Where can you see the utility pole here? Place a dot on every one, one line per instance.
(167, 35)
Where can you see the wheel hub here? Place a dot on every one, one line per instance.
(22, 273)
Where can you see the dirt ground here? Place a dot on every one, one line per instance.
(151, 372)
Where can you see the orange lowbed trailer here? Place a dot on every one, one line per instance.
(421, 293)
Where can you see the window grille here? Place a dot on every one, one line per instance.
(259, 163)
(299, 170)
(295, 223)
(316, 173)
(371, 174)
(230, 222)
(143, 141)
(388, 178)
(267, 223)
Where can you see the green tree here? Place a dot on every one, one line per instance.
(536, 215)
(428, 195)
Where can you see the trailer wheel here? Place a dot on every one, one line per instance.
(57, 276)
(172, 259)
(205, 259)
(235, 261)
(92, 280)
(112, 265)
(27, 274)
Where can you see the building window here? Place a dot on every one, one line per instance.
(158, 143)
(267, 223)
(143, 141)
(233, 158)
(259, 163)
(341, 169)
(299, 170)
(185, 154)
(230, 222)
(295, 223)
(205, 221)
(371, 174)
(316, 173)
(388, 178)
──────
→ **EXERCISE**
Set down the entire listing above once more, reproducing every line word for word and in its original order.

→ **FULL RESPONSE**
Where can you see the utility pole here? Place a dot on every one, one line per instance.
(167, 35)
Where can you see the wheel hub here? Place a dot on every one, one line per instance.
(22, 273)
Where can you see the dirt ground here? Place a dot on every one, one line per instance.
(151, 372)
Where can you see the orange lowbed trailer here? Place a dot on every one, one line per instance.
(421, 293)
Where can you see the window grille here? Place a dot on every one, one line per instance.
(259, 163)
(299, 170)
(295, 223)
(316, 173)
(371, 174)
(230, 222)
(143, 141)
(388, 178)
(267, 223)
Where can you see the green tree here? Place a dot on every one, one line per instance.
(536, 215)
(428, 195)
Where can you see the trailer wheel here? Place a dot on every one, one line per instance.
(57, 276)
(172, 259)
(205, 259)
(235, 261)
(92, 280)
(112, 265)
(27, 274)
Where can you see the building window here? Place a dot on every one, one line per instance.
(158, 143)
(267, 223)
(143, 141)
(233, 158)
(259, 163)
(341, 169)
(299, 170)
(185, 154)
(230, 222)
(295, 223)
(205, 221)
(371, 174)
(316, 173)
(388, 178)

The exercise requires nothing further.